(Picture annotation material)
○ ○ ○

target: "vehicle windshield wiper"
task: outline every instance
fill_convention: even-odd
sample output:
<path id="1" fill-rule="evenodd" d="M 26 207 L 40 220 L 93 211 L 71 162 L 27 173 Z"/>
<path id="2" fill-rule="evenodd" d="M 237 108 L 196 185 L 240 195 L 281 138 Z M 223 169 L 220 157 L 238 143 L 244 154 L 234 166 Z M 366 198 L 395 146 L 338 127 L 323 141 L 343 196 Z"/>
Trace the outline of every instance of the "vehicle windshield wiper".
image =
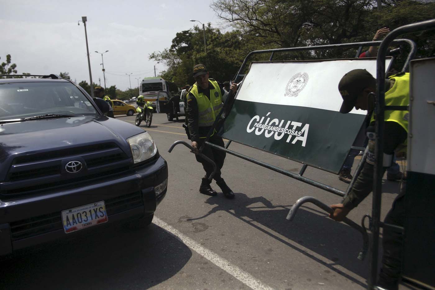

○ ○ ○

▶ **The problem**
Rewrite the material above, swapping "windshield wiper" for "side mirror" everywhere it occurs and keeping everything else the same. Leave out the pictures.

▶ **Complete output**
target: "vehicle side mirror"
task: outline every instance
fill_convention: even-odd
sample output:
<path id="1" fill-rule="evenodd" d="M 26 207 L 40 220 L 93 211 L 71 162 L 27 173 Z"/>
<path id="2" fill-rule="evenodd" d="M 237 108 L 196 185 L 240 195 L 281 138 Z M 223 169 L 220 157 L 238 143 L 244 154 L 234 166 Z M 366 198 L 395 146 L 338 127 L 323 141 L 343 196 Z"/>
Trace the outline of every instance of the "vehicle side mirror".
image =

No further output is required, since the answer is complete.